What is asked » Go through the listing and copy every line word for word.
[Start Records]
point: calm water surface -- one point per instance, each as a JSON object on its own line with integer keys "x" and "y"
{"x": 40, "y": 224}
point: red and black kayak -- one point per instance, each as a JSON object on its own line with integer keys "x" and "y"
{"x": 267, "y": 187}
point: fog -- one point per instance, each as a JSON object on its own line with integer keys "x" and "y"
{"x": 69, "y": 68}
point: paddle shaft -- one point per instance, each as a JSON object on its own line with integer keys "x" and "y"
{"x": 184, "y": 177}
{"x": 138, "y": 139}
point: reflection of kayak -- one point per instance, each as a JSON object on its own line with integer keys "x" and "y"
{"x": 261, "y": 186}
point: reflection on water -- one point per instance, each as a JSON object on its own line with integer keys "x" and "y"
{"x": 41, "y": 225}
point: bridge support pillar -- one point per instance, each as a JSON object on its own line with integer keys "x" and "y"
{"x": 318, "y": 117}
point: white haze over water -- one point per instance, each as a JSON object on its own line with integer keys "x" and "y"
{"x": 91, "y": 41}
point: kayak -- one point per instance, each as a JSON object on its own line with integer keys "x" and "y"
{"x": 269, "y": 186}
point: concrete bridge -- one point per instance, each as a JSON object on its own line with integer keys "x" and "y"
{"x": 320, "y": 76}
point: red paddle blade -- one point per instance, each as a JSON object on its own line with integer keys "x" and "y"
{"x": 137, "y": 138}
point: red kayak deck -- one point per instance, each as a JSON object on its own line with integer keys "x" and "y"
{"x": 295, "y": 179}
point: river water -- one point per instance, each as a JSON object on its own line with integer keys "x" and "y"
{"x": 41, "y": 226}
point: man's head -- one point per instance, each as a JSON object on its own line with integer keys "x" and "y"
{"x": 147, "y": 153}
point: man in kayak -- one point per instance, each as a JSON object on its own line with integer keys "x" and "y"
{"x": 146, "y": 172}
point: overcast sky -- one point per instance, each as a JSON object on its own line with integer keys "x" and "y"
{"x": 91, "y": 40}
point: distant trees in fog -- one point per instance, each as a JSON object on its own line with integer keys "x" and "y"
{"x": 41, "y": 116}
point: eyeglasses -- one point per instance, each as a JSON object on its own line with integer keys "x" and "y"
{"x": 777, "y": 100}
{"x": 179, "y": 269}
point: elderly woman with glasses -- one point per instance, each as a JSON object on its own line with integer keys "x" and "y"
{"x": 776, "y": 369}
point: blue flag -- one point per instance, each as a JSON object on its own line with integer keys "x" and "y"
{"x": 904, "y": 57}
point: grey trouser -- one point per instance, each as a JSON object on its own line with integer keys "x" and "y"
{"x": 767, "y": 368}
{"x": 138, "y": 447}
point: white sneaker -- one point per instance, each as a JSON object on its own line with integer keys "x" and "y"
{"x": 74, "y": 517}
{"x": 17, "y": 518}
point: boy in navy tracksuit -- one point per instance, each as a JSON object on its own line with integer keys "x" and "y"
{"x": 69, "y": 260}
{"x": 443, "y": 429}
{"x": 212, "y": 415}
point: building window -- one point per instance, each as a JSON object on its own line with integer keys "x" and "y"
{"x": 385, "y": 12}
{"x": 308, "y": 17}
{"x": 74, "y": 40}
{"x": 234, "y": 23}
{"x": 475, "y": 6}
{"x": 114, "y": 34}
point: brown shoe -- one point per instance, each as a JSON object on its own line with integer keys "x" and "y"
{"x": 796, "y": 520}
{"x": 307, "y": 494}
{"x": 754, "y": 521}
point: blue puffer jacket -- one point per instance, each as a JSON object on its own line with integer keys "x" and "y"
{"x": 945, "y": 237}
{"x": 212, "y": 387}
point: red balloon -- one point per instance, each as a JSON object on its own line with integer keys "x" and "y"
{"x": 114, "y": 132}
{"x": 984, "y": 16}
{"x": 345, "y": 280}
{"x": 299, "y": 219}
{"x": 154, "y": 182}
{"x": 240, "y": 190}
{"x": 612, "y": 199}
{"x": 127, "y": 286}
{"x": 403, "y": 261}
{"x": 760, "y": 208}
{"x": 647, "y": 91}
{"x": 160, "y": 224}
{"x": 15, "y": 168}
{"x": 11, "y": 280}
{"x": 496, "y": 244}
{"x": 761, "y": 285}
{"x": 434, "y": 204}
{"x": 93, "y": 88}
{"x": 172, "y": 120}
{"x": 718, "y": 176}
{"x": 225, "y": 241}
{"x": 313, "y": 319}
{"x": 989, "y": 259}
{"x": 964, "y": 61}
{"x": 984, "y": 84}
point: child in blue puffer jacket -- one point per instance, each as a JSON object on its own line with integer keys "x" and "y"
[End Records]
Correct response »
point: calm water surface -- one point per instance, each as a JSON object on its own line with integer keys "x" and "y"
{"x": 40, "y": 224}
point: red and black kayak -- one point per instance, each as a JSON object on its own line with integer keys "x" and "y"
{"x": 267, "y": 187}
point: fog -- one point per instance, each as a JSON object on its own line with integer keys "x" and "y"
{"x": 69, "y": 68}
point: paddle shaft -- one point per instance, each as a JSON object on its own line with integer keys "x" and "y"
{"x": 184, "y": 177}
{"x": 138, "y": 139}
point: reflection of kayak -- one point per instance, each as a JSON object on its own line with integer keys "x" and "y"
{"x": 261, "y": 186}
point: reflection on water -- one point per instance, each as a JSON object on its own line with integer keys "x" and "y"
{"x": 41, "y": 225}
point: bridge support pillar -- one point per instance, each as a JSON object on its own line with integer keys "x" and "y"
{"x": 318, "y": 117}
point: white haze over water -- one point per instance, each as a JSON object on its own line with integer keys "x" and "y"
{"x": 91, "y": 41}
point: kayak -- one point per instance, each as a JSON object on its own line with integer keys "x" and "y"
{"x": 269, "y": 186}
point: concrete bridge -- one point per instance, each as a JSON object on its own line with integer keys "x" and "y"
{"x": 320, "y": 76}
point: red paddle blade -- one point per instance, each as a JSON object on its own line with integer keys "x" and "y"
{"x": 137, "y": 138}
point: red kayak deck -- one point per instance, each as a JSON object on its own line with integer keys "x" and "y"
{"x": 295, "y": 179}
point: river water -- one point per instance, each as a JSON object on its own line with integer keys "x" and "y"
{"x": 41, "y": 226}
point: man's head -- one point per instance, each as a JSON object on its own line with integer keys "x" and "y"
{"x": 147, "y": 153}
point: man in kayak -- one point per instance, each as a JSON object on its own line with integer keys "x" and "y"
{"x": 146, "y": 172}
point: overcast sky -- one point per instance, each as a JSON object on its own line with integer keys "x" and "y"
{"x": 91, "y": 40}
point: distant trees in fog -- one point per instance, each as a JSON object on its own line with integer keys "x" and "y"
{"x": 41, "y": 116}
point: eyeglasses -- one point per instance, each as a JSON object on its own line with integer keys "x" and "y"
{"x": 777, "y": 100}
{"x": 179, "y": 269}
point: elderly woman with glasses -- one point per instance, each as a JSON object on its own line with integer keys "x" and "y"
{"x": 776, "y": 369}
point: blue flag -- one point per instance, each as a JSON object on its own line with integer keys "x" and "y"
{"x": 904, "y": 57}
point: grey trouser -- one point per instance, each as a JSON object on its own line with integer keys "x" and "y"
{"x": 767, "y": 368}
{"x": 138, "y": 447}
point: white sneaker -- one point per instance, each as a JSON object on its own line with integer keys "x" and "y"
{"x": 74, "y": 517}
{"x": 17, "y": 518}
point: boy in navy tracksuit -- one point per instance, each as a JSON object on its own line with integer keys "x" and "y"
{"x": 69, "y": 260}
{"x": 443, "y": 429}
{"x": 212, "y": 415}
point: building window -- one point per instance, each as a JSON object on its own line with integer keys "x" and "y"
{"x": 385, "y": 12}
{"x": 308, "y": 17}
{"x": 74, "y": 40}
{"x": 234, "y": 23}
{"x": 475, "y": 6}
{"x": 114, "y": 34}
point: brown shoe -- one point per instance, each as a JSON object on its own line with integer keys "x" and "y"
{"x": 796, "y": 520}
{"x": 307, "y": 494}
{"x": 754, "y": 521}
point: blue puffer jacket -- one point per instance, each as a JSON object on its own line with integer keys "x" and "y"
{"x": 945, "y": 237}
{"x": 212, "y": 387}
point: red balloon -- one point per instance, each as a JSON object on its own line with integer keys "x" and "y"
{"x": 114, "y": 132}
{"x": 984, "y": 16}
{"x": 345, "y": 280}
{"x": 299, "y": 219}
{"x": 154, "y": 182}
{"x": 240, "y": 190}
{"x": 612, "y": 199}
{"x": 127, "y": 286}
{"x": 403, "y": 261}
{"x": 760, "y": 208}
{"x": 647, "y": 91}
{"x": 160, "y": 224}
{"x": 15, "y": 168}
{"x": 11, "y": 280}
{"x": 496, "y": 244}
{"x": 761, "y": 285}
{"x": 434, "y": 204}
{"x": 93, "y": 88}
{"x": 172, "y": 120}
{"x": 718, "y": 176}
{"x": 225, "y": 241}
{"x": 313, "y": 319}
{"x": 989, "y": 259}
{"x": 964, "y": 61}
{"x": 984, "y": 84}
point: child in blue puffer jacket -- one point per instance, each as a JSON object on its own line with integer keys "x" and "y"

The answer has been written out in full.